Excerpts from point annotation data:
###
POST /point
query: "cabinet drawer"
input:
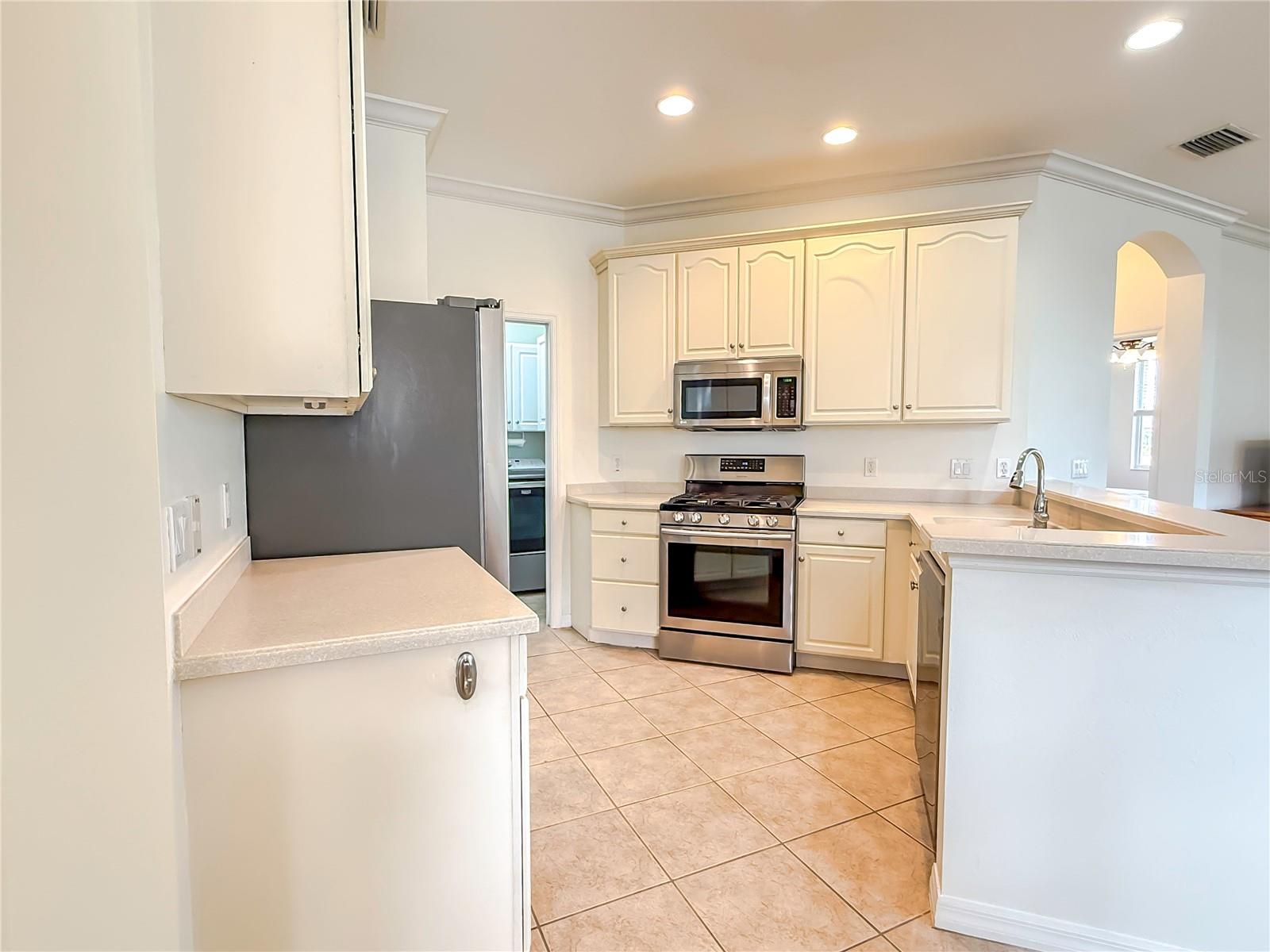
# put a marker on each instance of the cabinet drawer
(625, 522)
(619, 606)
(624, 559)
(842, 532)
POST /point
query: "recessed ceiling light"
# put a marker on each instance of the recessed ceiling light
(675, 106)
(840, 135)
(1156, 33)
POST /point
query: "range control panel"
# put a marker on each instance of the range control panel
(742, 463)
(787, 397)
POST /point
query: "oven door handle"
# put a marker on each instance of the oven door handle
(713, 535)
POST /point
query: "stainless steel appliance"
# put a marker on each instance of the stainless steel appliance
(527, 517)
(423, 463)
(759, 393)
(728, 562)
(930, 674)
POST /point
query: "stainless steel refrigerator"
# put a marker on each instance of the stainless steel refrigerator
(423, 463)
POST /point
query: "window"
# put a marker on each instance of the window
(1146, 374)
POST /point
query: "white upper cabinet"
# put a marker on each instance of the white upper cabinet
(959, 321)
(638, 340)
(260, 155)
(708, 305)
(855, 328)
(770, 304)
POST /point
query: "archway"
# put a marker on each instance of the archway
(1162, 416)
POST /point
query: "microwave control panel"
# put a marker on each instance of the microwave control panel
(787, 397)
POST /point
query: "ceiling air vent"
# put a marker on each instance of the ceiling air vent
(1217, 141)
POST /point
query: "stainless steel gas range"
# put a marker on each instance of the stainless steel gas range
(728, 562)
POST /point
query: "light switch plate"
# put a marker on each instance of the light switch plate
(184, 530)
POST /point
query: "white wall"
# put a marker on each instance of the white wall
(398, 198)
(92, 816)
(1105, 763)
(1241, 405)
(537, 264)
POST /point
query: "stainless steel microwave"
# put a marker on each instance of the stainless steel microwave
(759, 393)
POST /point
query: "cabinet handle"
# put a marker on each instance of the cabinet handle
(465, 676)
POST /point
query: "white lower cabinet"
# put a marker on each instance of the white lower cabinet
(360, 803)
(840, 601)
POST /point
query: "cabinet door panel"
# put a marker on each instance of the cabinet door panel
(357, 803)
(708, 304)
(641, 340)
(260, 239)
(855, 328)
(840, 601)
(959, 321)
(770, 308)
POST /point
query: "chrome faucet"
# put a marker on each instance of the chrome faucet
(1041, 507)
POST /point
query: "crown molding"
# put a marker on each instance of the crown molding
(1057, 165)
(525, 201)
(600, 260)
(1249, 234)
(406, 116)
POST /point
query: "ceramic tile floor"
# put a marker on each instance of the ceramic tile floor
(683, 806)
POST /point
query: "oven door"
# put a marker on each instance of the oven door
(728, 583)
(725, 401)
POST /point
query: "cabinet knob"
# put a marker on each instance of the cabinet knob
(465, 676)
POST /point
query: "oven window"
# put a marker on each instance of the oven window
(728, 399)
(736, 584)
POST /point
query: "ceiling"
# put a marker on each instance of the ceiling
(559, 97)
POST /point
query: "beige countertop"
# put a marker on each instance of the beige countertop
(298, 611)
(1170, 533)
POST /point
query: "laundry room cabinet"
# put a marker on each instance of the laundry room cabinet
(260, 167)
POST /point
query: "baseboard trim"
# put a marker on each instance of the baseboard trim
(1029, 930)
(622, 639)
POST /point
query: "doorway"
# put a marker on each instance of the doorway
(526, 389)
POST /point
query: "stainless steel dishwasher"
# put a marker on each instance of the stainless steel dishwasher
(930, 670)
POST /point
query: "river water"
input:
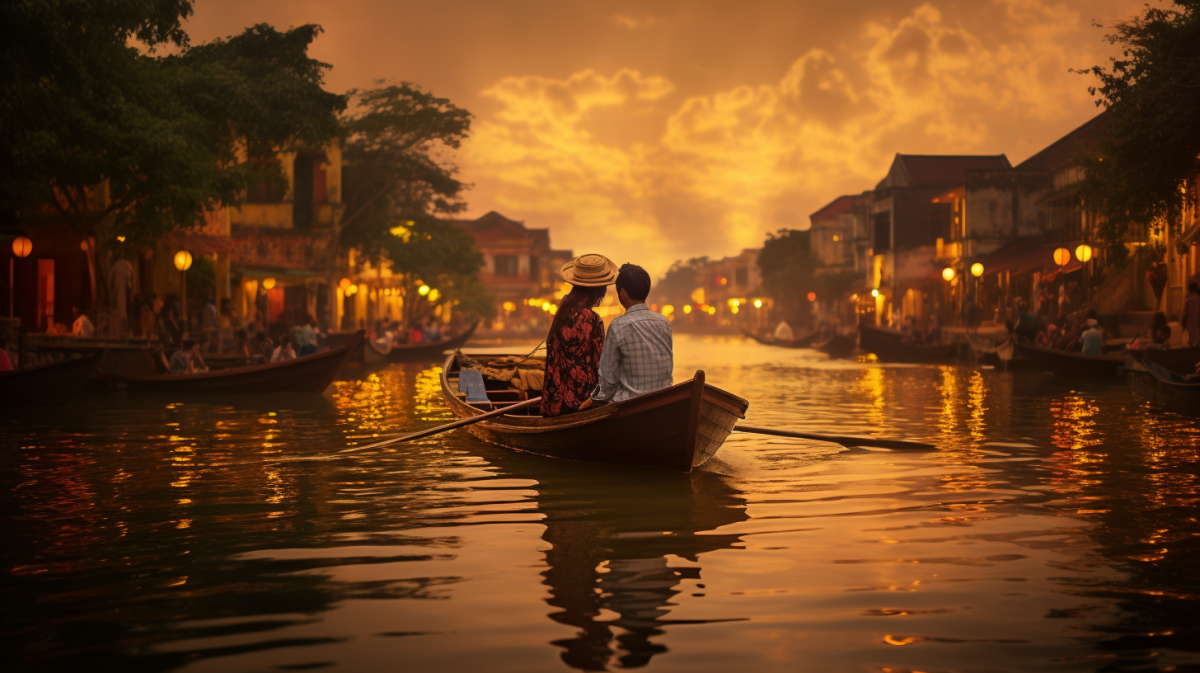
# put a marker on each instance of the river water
(1055, 529)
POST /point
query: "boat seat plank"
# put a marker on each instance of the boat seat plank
(472, 383)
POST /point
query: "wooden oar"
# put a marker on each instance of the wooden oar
(460, 422)
(847, 442)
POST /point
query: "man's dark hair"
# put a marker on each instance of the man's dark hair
(635, 281)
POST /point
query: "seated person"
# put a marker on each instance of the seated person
(576, 337)
(285, 350)
(639, 355)
(1092, 340)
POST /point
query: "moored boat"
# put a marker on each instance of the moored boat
(432, 350)
(47, 384)
(678, 427)
(1173, 378)
(889, 347)
(307, 374)
(803, 342)
(1072, 364)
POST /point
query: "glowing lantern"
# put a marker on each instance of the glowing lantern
(22, 246)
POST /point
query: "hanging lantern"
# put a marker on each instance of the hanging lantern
(22, 246)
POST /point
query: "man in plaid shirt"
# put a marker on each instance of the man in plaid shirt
(637, 354)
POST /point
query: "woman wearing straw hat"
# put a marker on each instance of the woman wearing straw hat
(576, 336)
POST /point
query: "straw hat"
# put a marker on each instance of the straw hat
(589, 271)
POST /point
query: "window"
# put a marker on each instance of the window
(507, 265)
(882, 233)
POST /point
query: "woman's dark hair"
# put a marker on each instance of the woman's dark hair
(635, 281)
(576, 300)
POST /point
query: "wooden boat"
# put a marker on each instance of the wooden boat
(372, 353)
(838, 346)
(432, 350)
(310, 374)
(47, 384)
(888, 346)
(803, 342)
(1174, 379)
(677, 427)
(1071, 364)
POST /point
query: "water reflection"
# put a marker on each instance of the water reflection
(623, 545)
(1056, 529)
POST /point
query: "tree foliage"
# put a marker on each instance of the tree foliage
(394, 144)
(1152, 145)
(789, 274)
(442, 257)
(91, 109)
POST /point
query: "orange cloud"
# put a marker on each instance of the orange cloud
(725, 167)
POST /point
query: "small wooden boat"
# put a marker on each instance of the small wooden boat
(47, 384)
(309, 374)
(677, 427)
(1072, 364)
(432, 350)
(838, 346)
(803, 342)
(1174, 379)
(1175, 359)
(889, 347)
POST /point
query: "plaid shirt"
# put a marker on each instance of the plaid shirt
(637, 355)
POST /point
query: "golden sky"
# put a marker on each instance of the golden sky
(657, 131)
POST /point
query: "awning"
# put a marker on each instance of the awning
(1026, 256)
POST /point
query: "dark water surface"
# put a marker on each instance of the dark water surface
(1056, 529)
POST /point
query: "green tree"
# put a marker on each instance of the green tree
(436, 254)
(394, 146)
(1145, 169)
(789, 270)
(91, 108)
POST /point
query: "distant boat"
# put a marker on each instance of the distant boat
(889, 347)
(310, 374)
(803, 342)
(678, 427)
(838, 346)
(1071, 362)
(47, 384)
(432, 350)
(1175, 379)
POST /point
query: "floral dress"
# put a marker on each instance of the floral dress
(573, 364)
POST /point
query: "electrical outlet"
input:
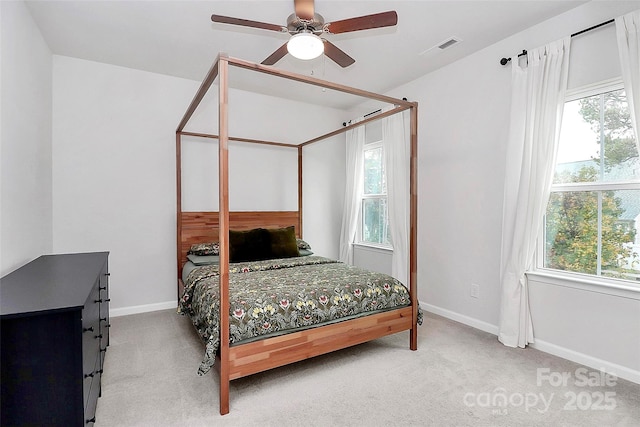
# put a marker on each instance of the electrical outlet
(475, 290)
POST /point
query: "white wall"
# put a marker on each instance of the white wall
(25, 144)
(323, 194)
(463, 117)
(114, 170)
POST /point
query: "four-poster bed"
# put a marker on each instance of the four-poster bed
(243, 359)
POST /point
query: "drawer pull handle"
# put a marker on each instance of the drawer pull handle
(93, 373)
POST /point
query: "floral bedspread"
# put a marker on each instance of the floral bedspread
(272, 296)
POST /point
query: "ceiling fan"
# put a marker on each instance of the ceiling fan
(306, 26)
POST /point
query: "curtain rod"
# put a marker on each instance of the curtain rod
(505, 61)
(368, 114)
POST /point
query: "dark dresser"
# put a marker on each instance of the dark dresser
(54, 332)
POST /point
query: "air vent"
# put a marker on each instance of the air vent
(448, 43)
(443, 44)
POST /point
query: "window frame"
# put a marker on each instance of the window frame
(373, 145)
(580, 280)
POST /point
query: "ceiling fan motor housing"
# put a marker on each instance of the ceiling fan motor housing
(296, 25)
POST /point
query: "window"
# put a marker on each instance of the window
(374, 217)
(593, 217)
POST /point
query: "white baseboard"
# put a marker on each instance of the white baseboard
(469, 321)
(590, 361)
(574, 356)
(137, 309)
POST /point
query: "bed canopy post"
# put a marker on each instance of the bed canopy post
(179, 204)
(223, 180)
(300, 191)
(413, 222)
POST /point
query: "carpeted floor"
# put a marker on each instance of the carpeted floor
(459, 376)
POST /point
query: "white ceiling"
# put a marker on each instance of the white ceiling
(177, 38)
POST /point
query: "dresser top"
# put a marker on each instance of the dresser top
(51, 282)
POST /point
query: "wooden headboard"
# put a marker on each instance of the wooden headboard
(203, 227)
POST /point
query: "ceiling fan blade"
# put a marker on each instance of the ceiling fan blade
(337, 55)
(247, 23)
(377, 20)
(276, 56)
(304, 9)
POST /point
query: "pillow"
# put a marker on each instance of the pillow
(205, 249)
(302, 244)
(204, 259)
(283, 242)
(249, 245)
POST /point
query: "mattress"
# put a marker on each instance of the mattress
(273, 297)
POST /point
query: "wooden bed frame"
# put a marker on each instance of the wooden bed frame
(196, 227)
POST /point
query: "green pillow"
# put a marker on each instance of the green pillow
(283, 242)
(204, 259)
(250, 245)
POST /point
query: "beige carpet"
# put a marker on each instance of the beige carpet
(459, 376)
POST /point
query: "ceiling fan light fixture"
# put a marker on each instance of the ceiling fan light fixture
(305, 45)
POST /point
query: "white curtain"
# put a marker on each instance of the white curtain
(537, 103)
(354, 183)
(397, 155)
(628, 33)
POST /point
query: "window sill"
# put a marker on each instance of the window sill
(374, 247)
(587, 283)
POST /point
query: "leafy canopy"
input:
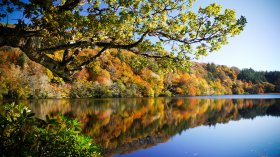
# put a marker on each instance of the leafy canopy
(145, 27)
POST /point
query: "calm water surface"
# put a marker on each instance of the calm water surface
(230, 126)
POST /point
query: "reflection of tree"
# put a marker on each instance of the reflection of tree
###
● GIVEN EXERCISE: Edit the listing from its start down to the line containing "(1146, 374)", changing every "stainless steel" to "brushed steel" and leaving all else as it is. Leave the pictures out of your answer.

● ANSWER TO THIS EXERCISE:
POST /point
query: "cabinet drawer"
input:
# put a marker on each instance of the cabinet drawer
(625, 522)
(619, 606)
(624, 559)
(842, 532)
POST /point
query: "recessed ceiling light"
# put a marker on each instance of the recessed ceiling light
(675, 106)
(840, 135)
(1156, 33)
POST /point
query: "range control panel"
# put a marker on each instance of the range control panel
(742, 463)
(787, 397)
POST /point
query: "oven door handle"
# put a marker on each instance of the oven door handle
(713, 535)
POST /point
query: "brushed steel appliance"
# put a marker on each instance of the brushed steel appliance
(527, 517)
(423, 463)
(759, 393)
(728, 562)
(930, 674)
POST /point
query: "brushed steel refrigerator"
# put a marker on each instance of the brushed steel refrigerator
(423, 463)
POST /point
query: "window"
# put a marker on each instance of the window
(1146, 374)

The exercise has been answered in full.